Records from a collection:
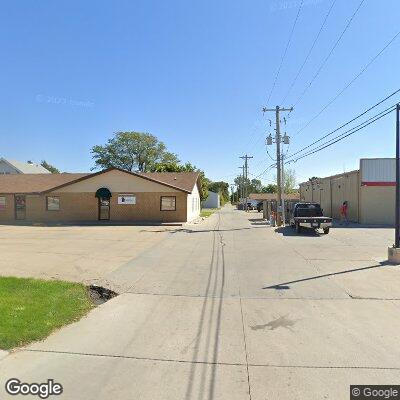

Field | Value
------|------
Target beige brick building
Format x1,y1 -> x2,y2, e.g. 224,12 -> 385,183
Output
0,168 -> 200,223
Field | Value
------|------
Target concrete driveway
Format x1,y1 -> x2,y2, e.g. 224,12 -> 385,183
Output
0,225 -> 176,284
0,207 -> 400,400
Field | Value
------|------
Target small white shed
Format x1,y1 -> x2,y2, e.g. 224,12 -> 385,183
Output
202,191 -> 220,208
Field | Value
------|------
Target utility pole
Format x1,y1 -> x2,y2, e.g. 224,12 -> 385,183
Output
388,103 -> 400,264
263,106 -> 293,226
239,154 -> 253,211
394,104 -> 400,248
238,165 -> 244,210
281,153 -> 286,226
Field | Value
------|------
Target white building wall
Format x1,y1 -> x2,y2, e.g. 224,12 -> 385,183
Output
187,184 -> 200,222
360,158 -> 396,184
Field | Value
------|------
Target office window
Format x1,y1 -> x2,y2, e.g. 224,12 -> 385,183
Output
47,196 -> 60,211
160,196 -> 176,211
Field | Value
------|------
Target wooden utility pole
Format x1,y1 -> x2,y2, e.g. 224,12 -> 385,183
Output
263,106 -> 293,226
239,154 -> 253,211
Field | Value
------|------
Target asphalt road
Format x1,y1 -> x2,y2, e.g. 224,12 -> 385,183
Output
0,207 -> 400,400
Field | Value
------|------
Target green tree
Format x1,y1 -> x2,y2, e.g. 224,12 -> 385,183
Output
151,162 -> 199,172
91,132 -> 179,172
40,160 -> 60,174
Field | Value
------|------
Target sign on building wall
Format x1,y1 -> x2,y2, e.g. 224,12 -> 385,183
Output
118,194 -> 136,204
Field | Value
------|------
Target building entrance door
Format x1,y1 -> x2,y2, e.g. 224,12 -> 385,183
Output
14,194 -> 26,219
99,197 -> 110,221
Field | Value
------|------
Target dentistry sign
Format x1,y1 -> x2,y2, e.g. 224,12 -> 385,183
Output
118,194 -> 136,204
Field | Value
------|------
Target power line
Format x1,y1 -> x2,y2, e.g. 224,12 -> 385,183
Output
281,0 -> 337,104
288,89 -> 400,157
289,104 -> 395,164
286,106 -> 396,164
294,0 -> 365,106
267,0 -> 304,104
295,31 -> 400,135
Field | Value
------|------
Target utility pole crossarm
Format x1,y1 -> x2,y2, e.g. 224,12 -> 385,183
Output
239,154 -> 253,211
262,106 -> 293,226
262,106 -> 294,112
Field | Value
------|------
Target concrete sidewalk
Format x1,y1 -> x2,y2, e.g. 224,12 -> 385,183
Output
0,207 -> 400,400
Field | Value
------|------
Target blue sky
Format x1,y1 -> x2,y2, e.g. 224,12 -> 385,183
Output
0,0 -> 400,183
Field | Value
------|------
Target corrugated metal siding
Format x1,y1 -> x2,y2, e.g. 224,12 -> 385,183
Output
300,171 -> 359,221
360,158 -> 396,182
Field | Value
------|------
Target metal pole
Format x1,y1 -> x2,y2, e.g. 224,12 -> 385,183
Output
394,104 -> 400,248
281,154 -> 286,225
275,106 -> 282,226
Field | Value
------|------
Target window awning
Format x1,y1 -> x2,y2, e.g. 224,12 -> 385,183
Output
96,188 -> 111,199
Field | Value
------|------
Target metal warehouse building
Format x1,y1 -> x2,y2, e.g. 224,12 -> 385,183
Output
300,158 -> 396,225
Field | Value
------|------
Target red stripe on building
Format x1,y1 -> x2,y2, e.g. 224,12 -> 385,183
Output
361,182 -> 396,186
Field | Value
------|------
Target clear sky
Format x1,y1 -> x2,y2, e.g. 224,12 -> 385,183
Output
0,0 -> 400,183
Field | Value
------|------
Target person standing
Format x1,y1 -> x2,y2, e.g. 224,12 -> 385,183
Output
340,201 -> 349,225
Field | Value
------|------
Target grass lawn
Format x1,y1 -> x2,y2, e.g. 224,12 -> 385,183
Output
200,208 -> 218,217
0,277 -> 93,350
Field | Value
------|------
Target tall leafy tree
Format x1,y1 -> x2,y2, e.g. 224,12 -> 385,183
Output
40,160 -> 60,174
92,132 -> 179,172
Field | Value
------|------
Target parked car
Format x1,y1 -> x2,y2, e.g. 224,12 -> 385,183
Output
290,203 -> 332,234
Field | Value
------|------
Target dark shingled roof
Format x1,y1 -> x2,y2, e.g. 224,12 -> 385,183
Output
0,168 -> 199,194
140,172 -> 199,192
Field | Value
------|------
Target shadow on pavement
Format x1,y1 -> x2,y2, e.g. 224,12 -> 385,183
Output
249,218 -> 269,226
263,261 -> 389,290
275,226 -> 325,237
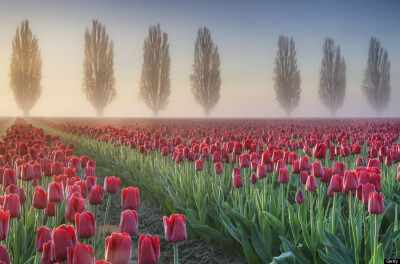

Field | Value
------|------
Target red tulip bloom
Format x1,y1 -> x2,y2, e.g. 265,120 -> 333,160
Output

* * *

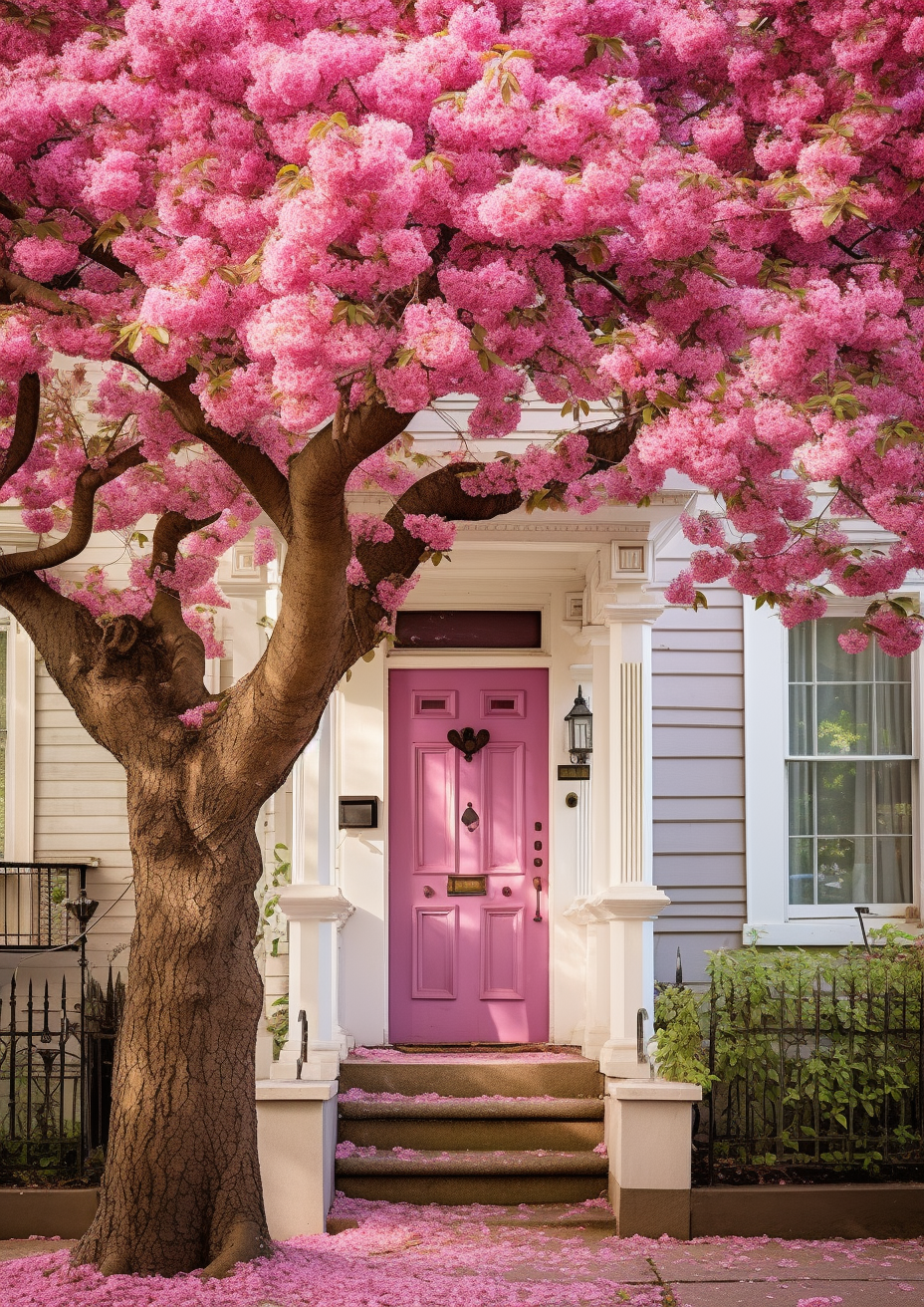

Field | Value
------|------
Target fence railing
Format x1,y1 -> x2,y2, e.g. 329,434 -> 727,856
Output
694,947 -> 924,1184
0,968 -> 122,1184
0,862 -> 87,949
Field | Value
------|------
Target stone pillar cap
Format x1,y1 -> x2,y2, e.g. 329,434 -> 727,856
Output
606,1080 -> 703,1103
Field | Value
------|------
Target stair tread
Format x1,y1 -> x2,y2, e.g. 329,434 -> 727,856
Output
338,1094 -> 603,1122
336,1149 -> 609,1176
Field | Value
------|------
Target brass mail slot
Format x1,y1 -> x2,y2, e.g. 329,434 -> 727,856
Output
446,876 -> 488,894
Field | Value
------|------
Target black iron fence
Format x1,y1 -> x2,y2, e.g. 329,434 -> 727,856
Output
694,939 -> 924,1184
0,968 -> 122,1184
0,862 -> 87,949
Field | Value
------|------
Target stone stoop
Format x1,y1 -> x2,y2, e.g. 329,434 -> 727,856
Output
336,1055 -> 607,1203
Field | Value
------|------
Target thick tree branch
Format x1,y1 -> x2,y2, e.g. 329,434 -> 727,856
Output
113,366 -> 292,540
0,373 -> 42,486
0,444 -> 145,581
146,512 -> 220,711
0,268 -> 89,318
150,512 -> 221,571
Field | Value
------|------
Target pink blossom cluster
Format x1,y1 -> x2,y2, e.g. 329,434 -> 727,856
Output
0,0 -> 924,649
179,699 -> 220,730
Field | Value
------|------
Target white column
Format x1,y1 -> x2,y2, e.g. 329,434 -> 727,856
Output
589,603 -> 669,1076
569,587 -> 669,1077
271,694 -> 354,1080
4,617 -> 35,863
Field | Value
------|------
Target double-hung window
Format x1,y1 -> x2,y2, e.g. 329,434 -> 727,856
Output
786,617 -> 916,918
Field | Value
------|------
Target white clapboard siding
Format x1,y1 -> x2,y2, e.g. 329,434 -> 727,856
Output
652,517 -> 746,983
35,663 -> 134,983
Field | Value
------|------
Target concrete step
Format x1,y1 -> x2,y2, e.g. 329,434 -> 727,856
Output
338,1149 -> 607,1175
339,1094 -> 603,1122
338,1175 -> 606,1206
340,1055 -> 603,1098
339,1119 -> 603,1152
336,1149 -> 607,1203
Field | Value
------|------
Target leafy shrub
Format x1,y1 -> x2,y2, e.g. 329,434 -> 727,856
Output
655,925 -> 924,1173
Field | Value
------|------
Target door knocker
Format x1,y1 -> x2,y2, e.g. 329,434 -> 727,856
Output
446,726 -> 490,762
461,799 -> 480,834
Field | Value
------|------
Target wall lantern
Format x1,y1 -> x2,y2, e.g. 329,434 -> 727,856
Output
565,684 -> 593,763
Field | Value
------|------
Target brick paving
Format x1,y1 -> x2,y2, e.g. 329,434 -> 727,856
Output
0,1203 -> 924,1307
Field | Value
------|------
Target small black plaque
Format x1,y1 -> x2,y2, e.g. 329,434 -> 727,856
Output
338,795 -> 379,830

---

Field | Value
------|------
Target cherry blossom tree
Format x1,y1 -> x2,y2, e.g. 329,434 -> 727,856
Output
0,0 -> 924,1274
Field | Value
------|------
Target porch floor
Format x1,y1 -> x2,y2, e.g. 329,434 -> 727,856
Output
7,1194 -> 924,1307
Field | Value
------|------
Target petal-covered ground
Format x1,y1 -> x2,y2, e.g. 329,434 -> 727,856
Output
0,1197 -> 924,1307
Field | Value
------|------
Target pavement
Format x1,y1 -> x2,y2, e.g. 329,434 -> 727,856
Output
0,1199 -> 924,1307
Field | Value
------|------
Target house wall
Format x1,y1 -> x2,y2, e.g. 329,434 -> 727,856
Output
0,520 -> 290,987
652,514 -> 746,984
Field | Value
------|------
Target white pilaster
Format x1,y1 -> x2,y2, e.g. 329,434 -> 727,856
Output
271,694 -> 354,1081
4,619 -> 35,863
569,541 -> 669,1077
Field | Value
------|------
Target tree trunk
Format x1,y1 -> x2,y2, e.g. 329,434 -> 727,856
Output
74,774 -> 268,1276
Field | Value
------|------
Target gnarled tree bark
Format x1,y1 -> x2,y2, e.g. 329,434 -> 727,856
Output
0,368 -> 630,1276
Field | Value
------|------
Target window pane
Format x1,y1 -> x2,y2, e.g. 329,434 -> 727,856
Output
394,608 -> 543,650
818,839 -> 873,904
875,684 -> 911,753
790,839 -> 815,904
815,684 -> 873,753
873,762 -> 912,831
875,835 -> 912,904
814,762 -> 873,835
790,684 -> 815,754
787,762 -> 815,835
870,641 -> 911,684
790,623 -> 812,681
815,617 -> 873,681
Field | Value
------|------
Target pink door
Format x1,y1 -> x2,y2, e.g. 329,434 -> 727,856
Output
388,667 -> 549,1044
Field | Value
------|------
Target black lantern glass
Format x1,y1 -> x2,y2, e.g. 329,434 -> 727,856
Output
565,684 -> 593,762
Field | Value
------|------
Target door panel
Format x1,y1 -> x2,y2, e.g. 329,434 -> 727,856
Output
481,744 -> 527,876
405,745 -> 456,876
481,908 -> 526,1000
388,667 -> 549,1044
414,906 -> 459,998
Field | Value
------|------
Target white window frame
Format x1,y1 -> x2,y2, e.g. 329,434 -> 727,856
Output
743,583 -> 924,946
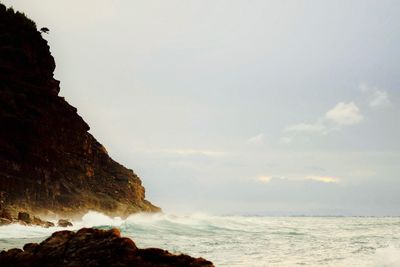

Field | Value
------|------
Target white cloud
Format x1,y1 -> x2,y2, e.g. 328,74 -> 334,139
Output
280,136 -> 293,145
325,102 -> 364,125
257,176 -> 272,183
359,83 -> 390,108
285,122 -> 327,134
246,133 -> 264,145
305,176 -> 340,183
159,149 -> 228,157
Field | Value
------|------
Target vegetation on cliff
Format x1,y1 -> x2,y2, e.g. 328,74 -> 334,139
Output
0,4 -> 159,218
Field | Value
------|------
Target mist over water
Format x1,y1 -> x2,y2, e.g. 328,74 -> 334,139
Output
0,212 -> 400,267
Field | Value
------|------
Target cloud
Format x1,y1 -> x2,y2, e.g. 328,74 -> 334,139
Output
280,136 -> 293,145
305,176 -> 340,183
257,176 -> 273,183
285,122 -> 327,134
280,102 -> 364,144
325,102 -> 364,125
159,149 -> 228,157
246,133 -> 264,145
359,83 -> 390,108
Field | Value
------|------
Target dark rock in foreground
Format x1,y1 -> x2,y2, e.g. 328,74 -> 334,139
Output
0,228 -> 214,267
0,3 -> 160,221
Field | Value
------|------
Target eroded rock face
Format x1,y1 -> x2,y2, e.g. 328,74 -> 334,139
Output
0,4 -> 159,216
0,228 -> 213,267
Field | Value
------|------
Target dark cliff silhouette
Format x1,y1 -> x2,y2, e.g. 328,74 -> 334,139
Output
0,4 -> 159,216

What you have to do ▸ Report every line of the data above that contains the word "concrete", copying each line in full.

Problem solution ▸
Target concrete driveway
Target concrete sidewalk
Target concrete step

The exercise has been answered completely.